:: Input material ::
::::
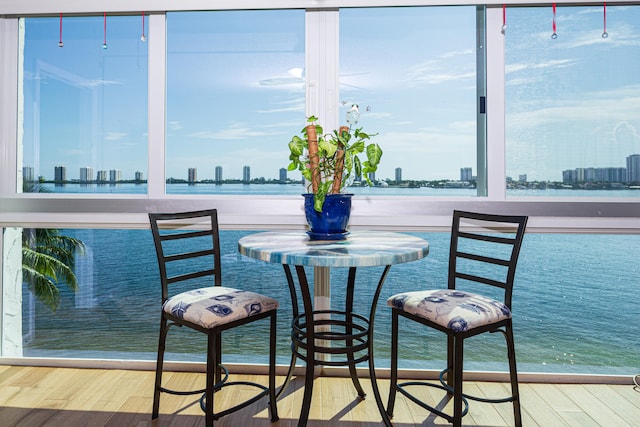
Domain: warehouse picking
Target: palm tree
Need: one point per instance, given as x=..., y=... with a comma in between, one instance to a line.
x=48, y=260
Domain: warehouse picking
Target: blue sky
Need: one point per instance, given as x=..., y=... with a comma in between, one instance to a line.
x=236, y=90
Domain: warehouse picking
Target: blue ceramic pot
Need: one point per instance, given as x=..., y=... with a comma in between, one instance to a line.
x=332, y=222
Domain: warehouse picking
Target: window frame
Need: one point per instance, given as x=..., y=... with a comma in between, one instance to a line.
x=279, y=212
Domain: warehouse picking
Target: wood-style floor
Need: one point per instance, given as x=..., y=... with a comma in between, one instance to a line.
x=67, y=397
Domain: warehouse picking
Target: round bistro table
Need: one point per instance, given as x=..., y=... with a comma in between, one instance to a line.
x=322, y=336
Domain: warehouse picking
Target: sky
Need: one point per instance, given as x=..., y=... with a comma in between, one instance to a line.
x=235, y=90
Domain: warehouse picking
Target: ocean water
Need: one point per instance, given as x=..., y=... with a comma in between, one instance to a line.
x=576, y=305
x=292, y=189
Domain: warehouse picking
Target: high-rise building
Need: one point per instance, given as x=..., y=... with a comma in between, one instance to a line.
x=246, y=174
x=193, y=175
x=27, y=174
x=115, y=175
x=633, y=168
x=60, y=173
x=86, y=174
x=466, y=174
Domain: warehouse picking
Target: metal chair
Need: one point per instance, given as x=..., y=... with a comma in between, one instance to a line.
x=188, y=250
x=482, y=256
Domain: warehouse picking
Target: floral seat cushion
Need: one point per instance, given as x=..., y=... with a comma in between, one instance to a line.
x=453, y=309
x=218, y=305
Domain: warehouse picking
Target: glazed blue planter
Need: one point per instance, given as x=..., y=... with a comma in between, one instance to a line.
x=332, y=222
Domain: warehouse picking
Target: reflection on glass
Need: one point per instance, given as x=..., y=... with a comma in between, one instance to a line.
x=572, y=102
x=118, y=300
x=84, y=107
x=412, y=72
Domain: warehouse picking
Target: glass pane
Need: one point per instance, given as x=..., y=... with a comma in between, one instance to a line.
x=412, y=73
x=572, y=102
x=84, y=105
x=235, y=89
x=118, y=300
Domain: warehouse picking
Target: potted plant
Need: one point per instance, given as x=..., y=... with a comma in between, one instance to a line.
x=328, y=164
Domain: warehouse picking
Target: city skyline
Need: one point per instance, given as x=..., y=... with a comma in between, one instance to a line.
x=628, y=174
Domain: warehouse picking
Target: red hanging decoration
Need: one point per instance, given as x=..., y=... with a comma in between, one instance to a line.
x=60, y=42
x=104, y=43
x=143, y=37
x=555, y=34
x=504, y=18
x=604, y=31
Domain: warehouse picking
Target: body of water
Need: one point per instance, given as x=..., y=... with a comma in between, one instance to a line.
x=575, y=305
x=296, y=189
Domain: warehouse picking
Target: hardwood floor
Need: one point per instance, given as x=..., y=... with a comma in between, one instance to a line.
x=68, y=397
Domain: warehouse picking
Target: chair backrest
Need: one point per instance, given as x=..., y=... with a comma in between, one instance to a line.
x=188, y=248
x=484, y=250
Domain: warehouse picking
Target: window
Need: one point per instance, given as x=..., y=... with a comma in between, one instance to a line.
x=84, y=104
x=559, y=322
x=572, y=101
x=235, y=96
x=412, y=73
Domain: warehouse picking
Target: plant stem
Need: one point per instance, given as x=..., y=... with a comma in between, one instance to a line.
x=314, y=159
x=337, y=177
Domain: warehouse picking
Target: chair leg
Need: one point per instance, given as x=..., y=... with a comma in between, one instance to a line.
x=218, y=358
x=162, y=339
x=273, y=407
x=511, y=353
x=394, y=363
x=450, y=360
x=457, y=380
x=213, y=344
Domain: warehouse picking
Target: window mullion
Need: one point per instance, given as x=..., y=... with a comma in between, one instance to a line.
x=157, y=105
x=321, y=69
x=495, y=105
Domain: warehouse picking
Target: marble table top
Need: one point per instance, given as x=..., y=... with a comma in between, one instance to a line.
::::
:: What the task requires ::
Rewrite the stretch of material from its start through the line containing "x=482, y=256", both ends included, with every line kept and 92 added to each x and y value in the point coordinates. Change nothing else, and leave the pictures out.

:: Written solution ::
Domain: warehouse picking
Target: palm tree
Need: one point per instance, given as x=..., y=... with a comma in between, one instance to a line.
x=140, y=352
Domain: warehouse picking
Target: blue sky
Need: one point per instance, given as x=..., y=... with a comma in between, one instance to a line.
x=328, y=182
Domain: warehouse picking
Target: blue ceramic pot
Need: one point per instance, given as x=..., y=... with a comma in between, one instance to a line.
x=424, y=314
Domain: warehouse picking
Target: window frame
Need: one point per instance, given as x=..., y=... with a comma in between, one instance to a line.
x=371, y=304
Domain: warehouse picking
Target: wood-style floor
Need: one point per instance, given as x=..., y=... with a comma in between, one instance to a line.
x=159, y=489
Domain: warehouse picking
Target: round bistro table
Need: one point per instance, given as x=..., y=... with a comma in between, one instance to a line.
x=414, y=428
Domain: warehouse picking
Target: sky
Need: one point per instance, given as x=..., y=... with a comma in between, one instance to a line.
x=327, y=182
Domain: warehouse picking
Target: ocean water
Need: one point per instance, given as x=..., y=... with a comma in between, one instance to a line.
x=668, y=397
x=384, y=281
Domain: warehouse picking
Target: high-rise building
Need: one point per instance, given as x=..., y=... with a comma in between, one instance to a line.
x=338, y=266
x=285, y=267
x=119, y=266
x=207, y=267
x=725, y=260
x=152, y=265
x=178, y=266
x=558, y=266
Domain: warehouse picking
Target: metal chair
Need: one point per instance, given as x=..., y=... with a comma in between, one instance to a line.
x=280, y=342
x=574, y=348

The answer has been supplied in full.